→ Written problem: Take the line that contains "the black cycling" as the first and the last line of the material as the final one; set down exactly the lines in that span.

— START Material for this task —

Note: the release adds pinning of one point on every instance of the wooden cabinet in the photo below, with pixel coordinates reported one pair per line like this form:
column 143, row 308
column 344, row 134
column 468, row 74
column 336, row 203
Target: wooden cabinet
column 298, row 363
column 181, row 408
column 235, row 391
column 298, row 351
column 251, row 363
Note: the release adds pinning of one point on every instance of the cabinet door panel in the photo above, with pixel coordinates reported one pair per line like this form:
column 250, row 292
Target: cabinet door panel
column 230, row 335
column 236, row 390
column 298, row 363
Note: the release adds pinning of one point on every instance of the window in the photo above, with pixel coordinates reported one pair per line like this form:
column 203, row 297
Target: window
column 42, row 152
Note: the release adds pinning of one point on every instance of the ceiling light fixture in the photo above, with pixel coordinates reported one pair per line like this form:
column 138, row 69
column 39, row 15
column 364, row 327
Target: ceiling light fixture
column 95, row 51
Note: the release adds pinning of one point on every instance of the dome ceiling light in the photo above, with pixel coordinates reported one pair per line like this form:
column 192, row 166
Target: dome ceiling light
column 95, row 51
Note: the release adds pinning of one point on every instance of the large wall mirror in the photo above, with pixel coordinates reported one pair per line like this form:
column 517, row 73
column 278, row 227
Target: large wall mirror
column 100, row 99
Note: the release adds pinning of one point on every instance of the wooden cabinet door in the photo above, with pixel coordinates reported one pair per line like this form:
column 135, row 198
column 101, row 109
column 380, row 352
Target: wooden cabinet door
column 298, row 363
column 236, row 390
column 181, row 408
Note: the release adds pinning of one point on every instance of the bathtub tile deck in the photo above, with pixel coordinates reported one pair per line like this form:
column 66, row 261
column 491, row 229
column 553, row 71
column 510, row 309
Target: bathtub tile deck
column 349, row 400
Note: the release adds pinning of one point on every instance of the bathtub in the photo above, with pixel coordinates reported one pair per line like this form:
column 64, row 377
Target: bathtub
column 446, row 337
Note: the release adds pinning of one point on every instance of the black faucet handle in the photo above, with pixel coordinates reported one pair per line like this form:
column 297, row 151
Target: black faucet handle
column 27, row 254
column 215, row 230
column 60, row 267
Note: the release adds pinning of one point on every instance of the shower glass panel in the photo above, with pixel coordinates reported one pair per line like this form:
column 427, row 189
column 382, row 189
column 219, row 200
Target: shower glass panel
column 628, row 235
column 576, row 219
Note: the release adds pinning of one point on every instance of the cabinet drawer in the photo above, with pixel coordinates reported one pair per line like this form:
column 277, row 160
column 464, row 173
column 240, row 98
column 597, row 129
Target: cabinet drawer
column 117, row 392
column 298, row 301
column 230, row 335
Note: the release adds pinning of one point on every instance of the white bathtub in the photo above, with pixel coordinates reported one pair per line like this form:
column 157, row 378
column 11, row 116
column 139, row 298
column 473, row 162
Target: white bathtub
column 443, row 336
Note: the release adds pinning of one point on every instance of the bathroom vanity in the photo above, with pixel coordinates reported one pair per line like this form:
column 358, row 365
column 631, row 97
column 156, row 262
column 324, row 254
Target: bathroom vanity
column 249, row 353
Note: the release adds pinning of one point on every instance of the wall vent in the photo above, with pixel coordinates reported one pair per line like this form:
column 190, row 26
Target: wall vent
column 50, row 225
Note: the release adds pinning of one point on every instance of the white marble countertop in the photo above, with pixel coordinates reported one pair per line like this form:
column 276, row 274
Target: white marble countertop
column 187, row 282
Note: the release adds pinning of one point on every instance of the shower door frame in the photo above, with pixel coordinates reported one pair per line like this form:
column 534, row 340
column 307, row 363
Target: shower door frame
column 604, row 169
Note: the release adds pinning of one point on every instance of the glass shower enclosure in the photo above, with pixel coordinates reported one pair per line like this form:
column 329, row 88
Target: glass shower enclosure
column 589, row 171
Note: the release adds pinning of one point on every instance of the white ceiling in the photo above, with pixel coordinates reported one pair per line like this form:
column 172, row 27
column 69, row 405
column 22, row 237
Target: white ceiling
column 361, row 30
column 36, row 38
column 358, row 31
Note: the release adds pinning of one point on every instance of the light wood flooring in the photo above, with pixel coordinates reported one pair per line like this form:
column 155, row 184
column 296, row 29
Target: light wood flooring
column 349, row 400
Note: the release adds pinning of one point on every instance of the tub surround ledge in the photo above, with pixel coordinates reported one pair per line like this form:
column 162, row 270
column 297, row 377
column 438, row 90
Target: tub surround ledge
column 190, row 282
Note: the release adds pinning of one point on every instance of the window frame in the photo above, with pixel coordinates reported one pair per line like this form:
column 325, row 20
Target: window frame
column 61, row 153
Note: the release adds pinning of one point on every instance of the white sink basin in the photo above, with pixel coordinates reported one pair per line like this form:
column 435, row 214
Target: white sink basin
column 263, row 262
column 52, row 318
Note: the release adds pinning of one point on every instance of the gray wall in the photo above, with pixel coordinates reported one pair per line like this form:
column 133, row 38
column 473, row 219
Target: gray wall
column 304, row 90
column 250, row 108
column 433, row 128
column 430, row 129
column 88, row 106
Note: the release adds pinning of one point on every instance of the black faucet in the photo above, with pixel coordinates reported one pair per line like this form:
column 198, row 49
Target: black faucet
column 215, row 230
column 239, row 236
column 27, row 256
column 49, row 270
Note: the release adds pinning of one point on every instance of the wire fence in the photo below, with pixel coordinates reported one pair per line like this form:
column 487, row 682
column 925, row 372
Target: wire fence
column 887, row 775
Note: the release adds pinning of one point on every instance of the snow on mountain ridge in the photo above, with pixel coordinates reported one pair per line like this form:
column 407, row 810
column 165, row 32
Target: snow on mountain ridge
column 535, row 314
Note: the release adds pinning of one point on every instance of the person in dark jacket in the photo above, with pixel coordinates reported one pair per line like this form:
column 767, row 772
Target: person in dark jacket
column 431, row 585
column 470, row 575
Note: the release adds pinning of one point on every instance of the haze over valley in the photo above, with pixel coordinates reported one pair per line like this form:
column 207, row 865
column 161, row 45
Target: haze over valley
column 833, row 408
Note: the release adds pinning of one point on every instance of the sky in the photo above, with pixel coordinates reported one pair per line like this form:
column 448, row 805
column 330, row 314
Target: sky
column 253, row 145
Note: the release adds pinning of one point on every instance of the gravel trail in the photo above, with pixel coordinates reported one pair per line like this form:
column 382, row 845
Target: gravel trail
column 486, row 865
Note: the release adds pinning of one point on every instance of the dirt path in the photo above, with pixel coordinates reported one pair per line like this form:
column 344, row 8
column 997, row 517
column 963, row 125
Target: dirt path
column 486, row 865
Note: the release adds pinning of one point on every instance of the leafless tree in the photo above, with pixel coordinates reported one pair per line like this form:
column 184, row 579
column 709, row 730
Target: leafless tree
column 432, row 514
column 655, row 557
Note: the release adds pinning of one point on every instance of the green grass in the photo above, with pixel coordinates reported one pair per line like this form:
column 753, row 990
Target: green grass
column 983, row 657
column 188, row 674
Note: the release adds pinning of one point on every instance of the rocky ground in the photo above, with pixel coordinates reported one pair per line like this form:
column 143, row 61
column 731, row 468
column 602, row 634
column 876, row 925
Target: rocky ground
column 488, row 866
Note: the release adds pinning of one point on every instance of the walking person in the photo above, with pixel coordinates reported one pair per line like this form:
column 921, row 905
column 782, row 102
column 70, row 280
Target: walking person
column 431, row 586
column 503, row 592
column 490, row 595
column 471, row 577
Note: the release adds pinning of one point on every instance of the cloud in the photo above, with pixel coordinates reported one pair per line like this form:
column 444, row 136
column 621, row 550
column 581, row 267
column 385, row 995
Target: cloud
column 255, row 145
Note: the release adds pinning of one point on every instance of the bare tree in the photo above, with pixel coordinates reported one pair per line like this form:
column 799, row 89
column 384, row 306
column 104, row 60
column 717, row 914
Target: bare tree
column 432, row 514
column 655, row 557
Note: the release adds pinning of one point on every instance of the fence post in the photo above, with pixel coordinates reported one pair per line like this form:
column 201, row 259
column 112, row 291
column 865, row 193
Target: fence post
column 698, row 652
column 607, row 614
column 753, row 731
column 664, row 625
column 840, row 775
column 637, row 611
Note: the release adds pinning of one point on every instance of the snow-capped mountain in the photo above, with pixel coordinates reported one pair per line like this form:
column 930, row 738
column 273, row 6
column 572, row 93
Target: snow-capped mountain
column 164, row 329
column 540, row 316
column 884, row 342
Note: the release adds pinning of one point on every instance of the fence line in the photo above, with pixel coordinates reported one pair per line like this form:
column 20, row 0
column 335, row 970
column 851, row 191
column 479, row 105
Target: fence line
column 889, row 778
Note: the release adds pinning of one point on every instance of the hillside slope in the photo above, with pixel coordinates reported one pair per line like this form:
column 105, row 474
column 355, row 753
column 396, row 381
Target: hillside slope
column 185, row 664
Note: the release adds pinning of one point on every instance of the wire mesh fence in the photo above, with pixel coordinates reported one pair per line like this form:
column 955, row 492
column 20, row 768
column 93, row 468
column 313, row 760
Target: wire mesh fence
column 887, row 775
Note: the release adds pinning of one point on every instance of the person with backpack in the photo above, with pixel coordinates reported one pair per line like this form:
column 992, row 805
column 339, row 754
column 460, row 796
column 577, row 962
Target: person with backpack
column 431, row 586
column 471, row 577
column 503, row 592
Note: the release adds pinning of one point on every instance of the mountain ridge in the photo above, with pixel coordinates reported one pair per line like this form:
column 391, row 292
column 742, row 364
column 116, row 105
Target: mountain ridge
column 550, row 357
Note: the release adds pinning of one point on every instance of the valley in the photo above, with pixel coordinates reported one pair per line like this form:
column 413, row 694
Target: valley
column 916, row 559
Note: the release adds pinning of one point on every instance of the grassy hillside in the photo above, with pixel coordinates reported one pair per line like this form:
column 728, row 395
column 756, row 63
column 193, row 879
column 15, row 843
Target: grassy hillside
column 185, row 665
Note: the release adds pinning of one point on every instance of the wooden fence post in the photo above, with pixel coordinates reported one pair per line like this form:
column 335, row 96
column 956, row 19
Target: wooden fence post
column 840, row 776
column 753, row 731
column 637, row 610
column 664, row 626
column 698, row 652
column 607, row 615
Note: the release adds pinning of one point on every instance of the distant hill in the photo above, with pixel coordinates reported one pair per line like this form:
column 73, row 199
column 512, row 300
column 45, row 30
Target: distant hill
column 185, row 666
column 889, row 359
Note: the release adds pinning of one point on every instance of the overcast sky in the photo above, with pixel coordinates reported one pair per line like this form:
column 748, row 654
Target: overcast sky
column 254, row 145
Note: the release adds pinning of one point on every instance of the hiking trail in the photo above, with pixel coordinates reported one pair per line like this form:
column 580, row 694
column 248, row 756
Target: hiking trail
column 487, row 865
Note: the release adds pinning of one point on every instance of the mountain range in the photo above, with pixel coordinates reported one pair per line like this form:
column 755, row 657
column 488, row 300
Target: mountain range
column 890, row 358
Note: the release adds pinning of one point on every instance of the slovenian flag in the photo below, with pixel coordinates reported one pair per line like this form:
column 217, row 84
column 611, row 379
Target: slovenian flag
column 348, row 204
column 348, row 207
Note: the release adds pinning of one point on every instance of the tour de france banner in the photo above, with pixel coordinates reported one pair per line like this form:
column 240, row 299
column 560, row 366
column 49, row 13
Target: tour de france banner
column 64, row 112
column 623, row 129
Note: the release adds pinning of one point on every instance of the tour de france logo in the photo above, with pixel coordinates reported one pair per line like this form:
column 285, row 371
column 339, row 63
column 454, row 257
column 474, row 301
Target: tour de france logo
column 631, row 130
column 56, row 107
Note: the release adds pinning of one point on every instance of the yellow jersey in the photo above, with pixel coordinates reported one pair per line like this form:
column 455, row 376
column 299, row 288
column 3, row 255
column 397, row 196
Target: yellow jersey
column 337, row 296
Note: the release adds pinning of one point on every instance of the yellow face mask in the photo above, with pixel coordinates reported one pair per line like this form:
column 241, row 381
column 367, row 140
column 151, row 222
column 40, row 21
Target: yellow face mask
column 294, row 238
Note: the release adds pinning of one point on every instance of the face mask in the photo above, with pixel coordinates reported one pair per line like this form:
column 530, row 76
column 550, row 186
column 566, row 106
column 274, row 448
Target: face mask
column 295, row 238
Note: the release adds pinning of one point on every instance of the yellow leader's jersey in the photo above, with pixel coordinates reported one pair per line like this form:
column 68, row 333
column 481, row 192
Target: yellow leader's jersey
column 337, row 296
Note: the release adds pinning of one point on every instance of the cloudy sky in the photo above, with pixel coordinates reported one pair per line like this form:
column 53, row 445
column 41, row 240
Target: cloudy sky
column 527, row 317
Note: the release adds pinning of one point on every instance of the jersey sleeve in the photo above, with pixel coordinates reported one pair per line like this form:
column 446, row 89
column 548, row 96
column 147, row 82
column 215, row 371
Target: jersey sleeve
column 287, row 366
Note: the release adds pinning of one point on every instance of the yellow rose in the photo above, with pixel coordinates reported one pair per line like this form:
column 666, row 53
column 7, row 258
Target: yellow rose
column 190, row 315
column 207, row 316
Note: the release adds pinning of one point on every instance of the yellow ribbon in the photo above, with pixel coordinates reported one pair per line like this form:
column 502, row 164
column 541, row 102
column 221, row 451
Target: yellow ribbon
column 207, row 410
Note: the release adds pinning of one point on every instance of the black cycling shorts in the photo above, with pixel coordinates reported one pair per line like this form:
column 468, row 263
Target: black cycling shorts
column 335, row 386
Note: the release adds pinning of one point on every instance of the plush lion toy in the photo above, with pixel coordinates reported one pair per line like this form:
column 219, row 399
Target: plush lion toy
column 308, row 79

— END Material for this task —

→ The output:
Note: the release adds pinning of one point on every instance of the black cycling shorts in the photo above, with pixel coordinates reported one pair per line like this form:
column 468, row 263
Target: black cycling shorts
column 335, row 386
Note: the release adds pinning of one point on every instance of the plush lion toy in the photo above, with pixel coordinates reported one pair per line like this form:
column 219, row 399
Target: plush lion toy
column 308, row 79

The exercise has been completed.